- QUOTED TEXT -
The abolition of slavery brought freedom to about 80,000 slaves; but this freedom would not have seen the light of day had it not been for African resistance. Major slave revolts in Barbados in 1816, in Demerara in 1823, in Jamaica in 1824 and 1831, in Antigua in 1831, together with the Anti-Slavery Movement, and fluctuating sugar profits, created the ingredients for the Abolition of Slavery Act in 1834.
The White plantocracy did not bring Indians, Portuguese, and Chinese to Guyana because there was a shortage of labor on the sugar plantations. There were 80,000 African ex-slaves available to keep the sugar mills alive. But the refusal of Africans to continue till the sugar lands at the end of slavery, and to focus their energies in developing a successful village movement, indeed, spelt the death of sugar. And by 1848, the African peasant class of villagers emerged.

- DATASET ENTRIES -
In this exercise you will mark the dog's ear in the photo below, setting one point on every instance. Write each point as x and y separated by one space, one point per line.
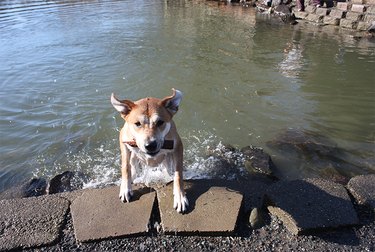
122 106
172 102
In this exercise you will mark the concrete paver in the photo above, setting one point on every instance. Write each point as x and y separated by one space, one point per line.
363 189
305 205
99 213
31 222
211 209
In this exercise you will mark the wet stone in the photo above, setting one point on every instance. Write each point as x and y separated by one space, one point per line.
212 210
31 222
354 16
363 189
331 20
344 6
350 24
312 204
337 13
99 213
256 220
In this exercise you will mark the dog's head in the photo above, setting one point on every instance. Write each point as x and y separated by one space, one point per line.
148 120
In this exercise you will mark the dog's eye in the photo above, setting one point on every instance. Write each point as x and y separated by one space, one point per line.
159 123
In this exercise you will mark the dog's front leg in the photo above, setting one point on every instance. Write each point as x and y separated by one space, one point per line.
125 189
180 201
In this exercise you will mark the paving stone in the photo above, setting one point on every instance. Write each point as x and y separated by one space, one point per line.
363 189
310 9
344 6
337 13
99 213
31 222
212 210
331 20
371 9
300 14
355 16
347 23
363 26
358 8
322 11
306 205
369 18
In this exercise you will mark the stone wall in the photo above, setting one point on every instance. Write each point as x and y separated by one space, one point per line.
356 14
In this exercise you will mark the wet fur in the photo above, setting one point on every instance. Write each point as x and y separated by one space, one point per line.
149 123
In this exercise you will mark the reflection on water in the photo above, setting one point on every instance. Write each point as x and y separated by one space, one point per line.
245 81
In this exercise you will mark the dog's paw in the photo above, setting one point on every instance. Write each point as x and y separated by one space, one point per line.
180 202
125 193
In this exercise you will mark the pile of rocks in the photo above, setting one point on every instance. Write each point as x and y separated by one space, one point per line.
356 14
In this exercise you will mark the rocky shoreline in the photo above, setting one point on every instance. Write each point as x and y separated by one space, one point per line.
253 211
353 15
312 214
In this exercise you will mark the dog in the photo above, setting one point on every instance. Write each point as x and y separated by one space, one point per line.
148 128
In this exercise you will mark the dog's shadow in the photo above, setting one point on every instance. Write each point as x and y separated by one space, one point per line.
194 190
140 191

* * *

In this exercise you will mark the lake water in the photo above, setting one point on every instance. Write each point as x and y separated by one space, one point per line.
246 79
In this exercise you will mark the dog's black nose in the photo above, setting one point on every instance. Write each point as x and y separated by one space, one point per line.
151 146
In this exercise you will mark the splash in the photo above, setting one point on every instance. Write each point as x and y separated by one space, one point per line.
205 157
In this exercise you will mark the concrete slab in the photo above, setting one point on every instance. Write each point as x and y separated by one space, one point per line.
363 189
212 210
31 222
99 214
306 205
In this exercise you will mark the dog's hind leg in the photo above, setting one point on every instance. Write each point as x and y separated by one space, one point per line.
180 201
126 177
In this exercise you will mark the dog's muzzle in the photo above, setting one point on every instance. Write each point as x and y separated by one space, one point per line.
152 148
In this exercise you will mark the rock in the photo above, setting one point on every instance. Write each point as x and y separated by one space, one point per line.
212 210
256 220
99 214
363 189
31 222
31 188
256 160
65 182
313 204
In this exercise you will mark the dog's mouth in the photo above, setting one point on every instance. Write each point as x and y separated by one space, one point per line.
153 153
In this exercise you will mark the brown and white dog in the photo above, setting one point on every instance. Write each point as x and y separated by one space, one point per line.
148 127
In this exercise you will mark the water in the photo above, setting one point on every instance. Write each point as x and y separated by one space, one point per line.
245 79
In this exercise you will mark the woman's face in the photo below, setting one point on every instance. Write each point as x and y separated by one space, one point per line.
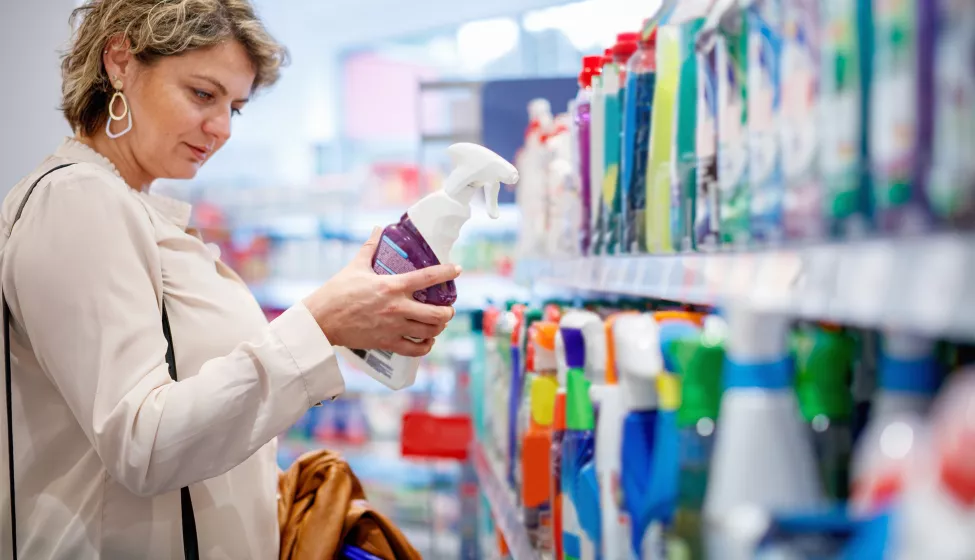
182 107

- CHALLENGE 1 -
Answer these questions from the passage on the end of slavery in Guyana.
(a) About how many slaves gained freedom through abolition?
(b) In which two years did Jamaica see major slave revolts?
(c) By what year had the African peasant class of villagers emerged?
- CHALLENGE 2 -
Proceed with the passage on the end of slavery in Guyana, beginning after its final sentence.
The records have no connection to the passage on the end of slavery in Guyana.

- WRITTEN RESPONSE 1 -
(a) About 80,000
(b) 1824 and 1831
(c) 1848

- WRITTEN RESPONSE 2 -
However, plantation owners for some years prior to the end of slavery had yearned for a ‘controllable’ labor force. British plantation owners believed that India fitted the bill; India’s huge population provided a ready-made labor pool with agricultural skills; and India, then a British Colony, negated the need for negotiations, as the negotiators were all British. The 19th century Indian Diaspora was born, initiating in Hugh Tinker’s words, ‘a new system of slavery’.
Indentured laborers arrived in Guyana as an alternative source of cheap labor. Nonetheless, their replacement of the ex-Africanslaves in sugar, guaranteed the persistence of sugar. Around 1850, Indians replaced slaves on the sugar plantations, taking on the dubious distinction of being a new rural working class.
The first batch of Indians in the Caribbean arrived in 1838 in Guyana; during Indenture in Guyana, 238,909 Indians arrived and 75,236 returned to India by 1917; about 70.3% came from Uttar Pradesh, 15.3% from Bihar, and 4.4% from South India; 86.3% were Hindus and 16.3% Muslims. Between 1845 and 1917, 143,939 Indians arrived in Trinidad. The Table 1 shows other Caribbean countries, their Indenture years, and the number of people who arrived.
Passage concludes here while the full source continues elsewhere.